EXERCISE
Copy out the part of the records that opens with the line containing "Practice. Find the pedestrian" and closes with the line containing "pixel 38 165". Change only the pixel coordinates in the answers: scale each one by 1.65 and round it to a whole number, with halves rounded up.

RAW RECORDS
start

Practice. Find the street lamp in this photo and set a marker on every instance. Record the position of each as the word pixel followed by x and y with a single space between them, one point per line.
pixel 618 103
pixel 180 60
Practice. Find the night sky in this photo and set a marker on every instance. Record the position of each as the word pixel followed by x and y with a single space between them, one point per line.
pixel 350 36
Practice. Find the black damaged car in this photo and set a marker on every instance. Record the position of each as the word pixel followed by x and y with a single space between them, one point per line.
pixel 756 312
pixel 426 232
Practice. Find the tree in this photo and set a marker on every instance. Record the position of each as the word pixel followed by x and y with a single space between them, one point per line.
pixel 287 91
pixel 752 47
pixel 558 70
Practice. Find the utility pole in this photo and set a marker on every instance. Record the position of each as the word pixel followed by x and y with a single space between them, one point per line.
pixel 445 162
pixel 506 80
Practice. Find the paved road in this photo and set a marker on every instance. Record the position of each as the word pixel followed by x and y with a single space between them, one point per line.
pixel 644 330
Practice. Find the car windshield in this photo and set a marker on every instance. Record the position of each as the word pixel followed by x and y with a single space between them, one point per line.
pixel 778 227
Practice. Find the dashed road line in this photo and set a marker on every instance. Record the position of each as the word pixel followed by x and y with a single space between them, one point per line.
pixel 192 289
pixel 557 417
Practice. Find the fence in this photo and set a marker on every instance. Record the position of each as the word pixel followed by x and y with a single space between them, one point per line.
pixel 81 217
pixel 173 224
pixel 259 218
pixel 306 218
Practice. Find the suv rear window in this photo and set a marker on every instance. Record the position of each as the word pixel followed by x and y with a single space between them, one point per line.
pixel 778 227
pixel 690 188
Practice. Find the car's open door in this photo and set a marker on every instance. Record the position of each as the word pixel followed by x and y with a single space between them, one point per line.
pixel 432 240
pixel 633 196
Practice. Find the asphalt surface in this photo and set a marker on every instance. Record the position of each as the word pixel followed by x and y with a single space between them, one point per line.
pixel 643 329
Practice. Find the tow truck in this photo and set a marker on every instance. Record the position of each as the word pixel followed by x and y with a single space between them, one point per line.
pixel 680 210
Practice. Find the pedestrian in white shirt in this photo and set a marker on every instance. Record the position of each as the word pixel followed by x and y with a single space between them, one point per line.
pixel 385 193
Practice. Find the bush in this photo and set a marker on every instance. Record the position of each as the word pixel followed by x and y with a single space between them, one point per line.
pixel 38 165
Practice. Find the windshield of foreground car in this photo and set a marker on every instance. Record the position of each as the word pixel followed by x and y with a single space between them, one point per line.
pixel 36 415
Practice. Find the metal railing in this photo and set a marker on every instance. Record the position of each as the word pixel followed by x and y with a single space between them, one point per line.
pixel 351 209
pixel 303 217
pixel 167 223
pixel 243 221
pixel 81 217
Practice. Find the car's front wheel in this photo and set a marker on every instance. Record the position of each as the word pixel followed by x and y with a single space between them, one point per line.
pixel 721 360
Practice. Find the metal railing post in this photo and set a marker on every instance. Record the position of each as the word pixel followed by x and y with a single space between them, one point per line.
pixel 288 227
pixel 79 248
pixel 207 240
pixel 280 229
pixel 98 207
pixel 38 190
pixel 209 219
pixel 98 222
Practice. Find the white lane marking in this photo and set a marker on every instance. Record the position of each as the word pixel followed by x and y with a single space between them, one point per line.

end

COMPLETE RESPONSE
Practice. Find the pedestrian in white shirt in this photo and set a marker on every instance. Record the position of each as the word pixel followed by x and y with a single space between them, one point per line.
pixel 635 318
Practice. Find the bush in this photo and set a marker on every instance. Record the position of each as the word pixel followed by x and y with a single space between them, one point per line.
pixel 63 272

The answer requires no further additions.